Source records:
= = = = =

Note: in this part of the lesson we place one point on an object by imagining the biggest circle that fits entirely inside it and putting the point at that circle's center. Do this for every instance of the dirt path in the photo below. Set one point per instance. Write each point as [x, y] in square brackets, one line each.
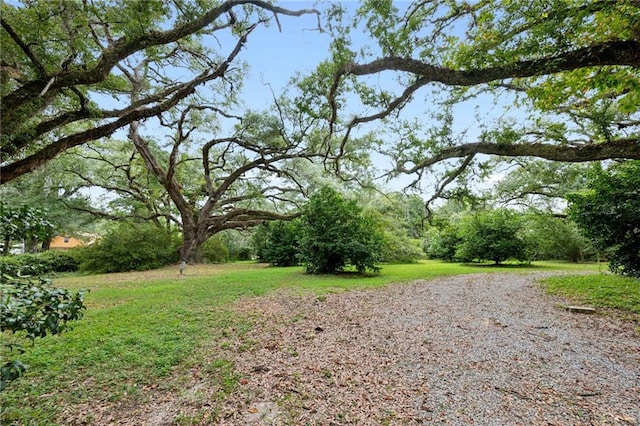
[488, 349]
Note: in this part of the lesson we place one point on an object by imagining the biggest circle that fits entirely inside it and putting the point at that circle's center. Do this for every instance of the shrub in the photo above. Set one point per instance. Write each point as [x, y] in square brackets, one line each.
[443, 243]
[214, 250]
[39, 264]
[282, 247]
[608, 213]
[335, 233]
[554, 238]
[131, 247]
[492, 235]
[32, 309]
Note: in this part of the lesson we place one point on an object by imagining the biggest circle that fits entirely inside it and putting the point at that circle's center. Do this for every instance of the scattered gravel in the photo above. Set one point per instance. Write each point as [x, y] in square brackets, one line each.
[485, 349]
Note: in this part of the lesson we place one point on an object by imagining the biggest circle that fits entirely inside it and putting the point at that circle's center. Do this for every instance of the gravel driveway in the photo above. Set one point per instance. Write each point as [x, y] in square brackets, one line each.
[484, 349]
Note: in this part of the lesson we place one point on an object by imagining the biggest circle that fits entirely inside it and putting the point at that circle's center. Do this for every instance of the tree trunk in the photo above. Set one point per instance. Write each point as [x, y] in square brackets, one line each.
[192, 241]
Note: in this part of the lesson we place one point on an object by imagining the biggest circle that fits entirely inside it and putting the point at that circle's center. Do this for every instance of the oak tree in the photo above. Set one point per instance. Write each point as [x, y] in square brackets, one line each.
[563, 75]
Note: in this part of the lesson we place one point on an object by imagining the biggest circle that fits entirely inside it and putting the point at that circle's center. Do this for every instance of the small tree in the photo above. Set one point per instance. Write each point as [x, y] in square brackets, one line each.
[23, 223]
[442, 243]
[130, 246]
[335, 233]
[492, 235]
[609, 213]
[282, 247]
[29, 310]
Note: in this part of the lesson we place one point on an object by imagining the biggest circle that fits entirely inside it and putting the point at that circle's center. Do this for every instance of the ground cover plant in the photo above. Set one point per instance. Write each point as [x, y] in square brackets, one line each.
[601, 291]
[143, 330]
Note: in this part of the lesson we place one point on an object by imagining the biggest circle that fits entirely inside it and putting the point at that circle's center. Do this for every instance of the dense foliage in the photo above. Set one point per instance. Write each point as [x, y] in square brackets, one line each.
[130, 247]
[40, 264]
[336, 234]
[32, 309]
[23, 223]
[556, 238]
[492, 235]
[609, 213]
[282, 246]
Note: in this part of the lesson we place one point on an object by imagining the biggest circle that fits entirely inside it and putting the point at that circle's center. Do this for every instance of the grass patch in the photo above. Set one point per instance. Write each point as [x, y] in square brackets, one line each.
[143, 329]
[600, 290]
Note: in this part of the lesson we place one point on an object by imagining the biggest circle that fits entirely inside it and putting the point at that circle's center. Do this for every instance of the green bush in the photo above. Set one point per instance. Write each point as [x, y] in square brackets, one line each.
[214, 250]
[130, 247]
[335, 234]
[554, 238]
[442, 243]
[608, 213]
[29, 310]
[281, 247]
[39, 264]
[492, 235]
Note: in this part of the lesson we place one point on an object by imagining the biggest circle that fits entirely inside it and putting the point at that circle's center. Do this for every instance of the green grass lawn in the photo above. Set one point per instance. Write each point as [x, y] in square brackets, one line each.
[142, 329]
[601, 291]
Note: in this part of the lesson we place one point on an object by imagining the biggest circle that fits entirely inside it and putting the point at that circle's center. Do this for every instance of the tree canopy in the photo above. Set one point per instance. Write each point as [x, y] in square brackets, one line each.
[564, 74]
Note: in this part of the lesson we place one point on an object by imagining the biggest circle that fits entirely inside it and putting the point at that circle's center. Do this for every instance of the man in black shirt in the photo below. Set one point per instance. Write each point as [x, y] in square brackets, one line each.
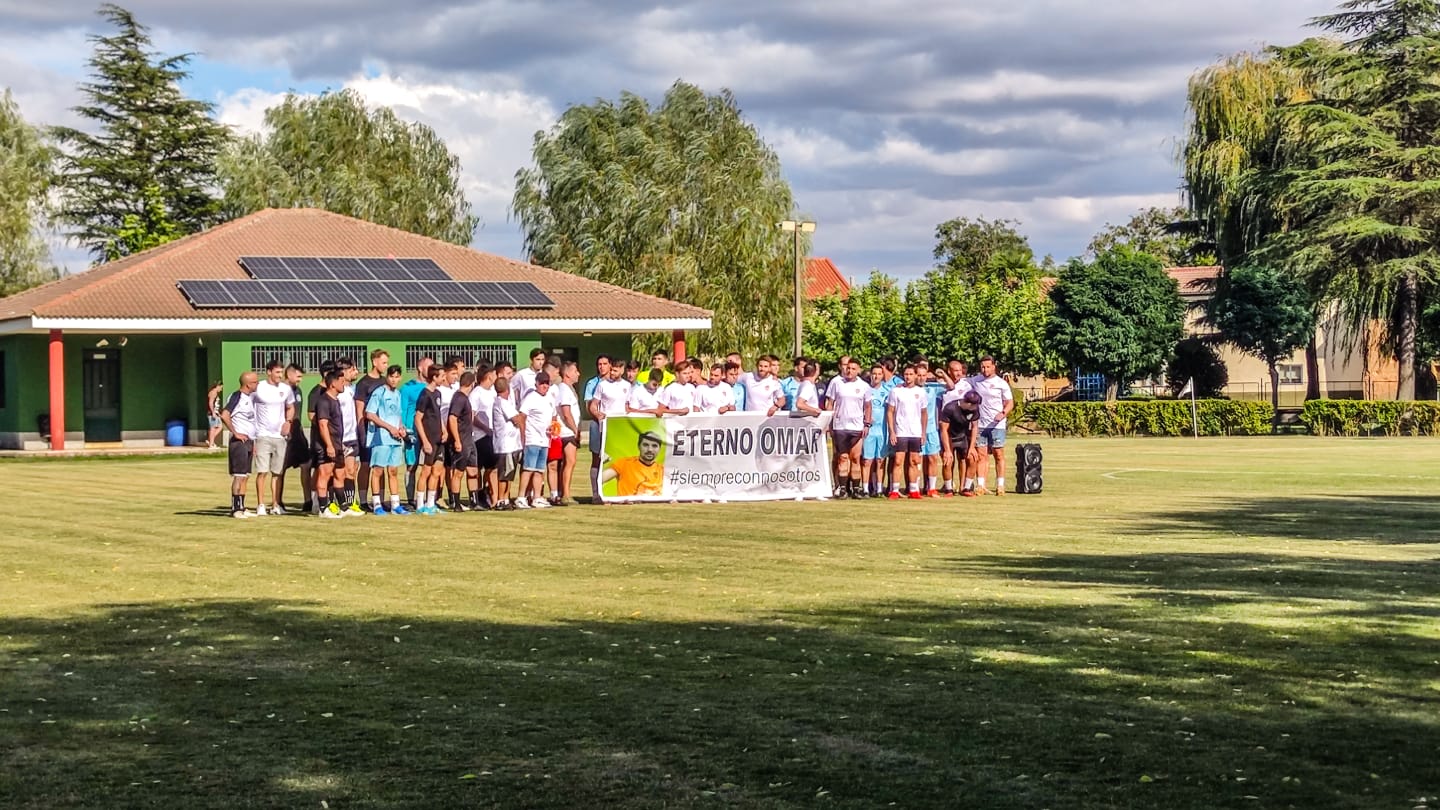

= = = = =

* **WHAT YOU WILL DO**: Show every line in the material above that contains the string "below". Case counts.

* **THE REPLY**:
Note: in this part of the lesson we place one point on an object by imagining the biggest circle that fits entirely inside it and putting the point at that circle's center. Do this for every instance of the dirt path in the photo below. Set one point per instance. Write each point as [x, y] in square brackets, one line each.
Note: in this part of the lesson we place one point on an object by imagining the biggest circle that fits entirely inside it and putting the point at that circle's center. Do this for every instance of the man in black shirt in the photo below. Set one point per instance. Write each point as [x, y] in square brackets, one line each.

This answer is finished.